Task statement: Put each line of the entries below into a numbered list, skipping any blank lines. Leave the pictures out of your answer.

** Start **

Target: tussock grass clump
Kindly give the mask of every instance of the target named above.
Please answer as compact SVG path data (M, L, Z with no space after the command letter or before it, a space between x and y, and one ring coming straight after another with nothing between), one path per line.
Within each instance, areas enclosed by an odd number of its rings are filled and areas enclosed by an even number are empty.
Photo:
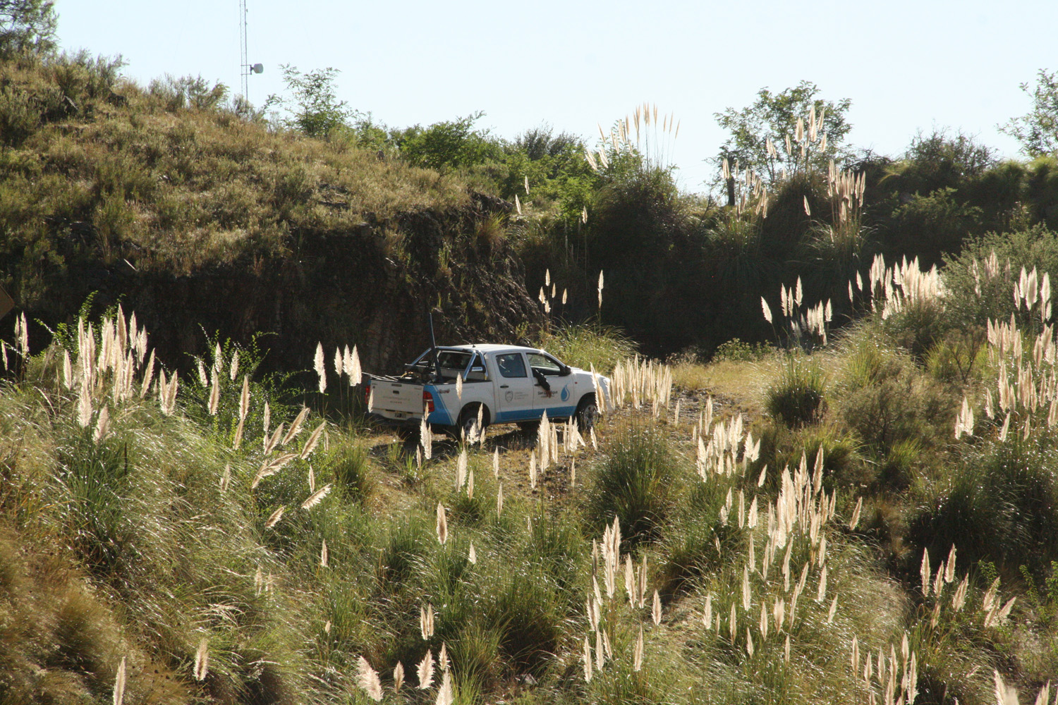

** End **

Output for this task:
1. Target: tussock grass clump
2. Kindly give the mask of every instance of the target named above.
3. Please answer as compact SVG path data (M, L, Z with no space after the command letter or before it, a space between x and y, and one ring coming straight after another with nothing between), one path per line.
4. Within each instance, areas enclosed by an odd number of its rings are filled and areas enclosed by an even number are empty.
5. Photo:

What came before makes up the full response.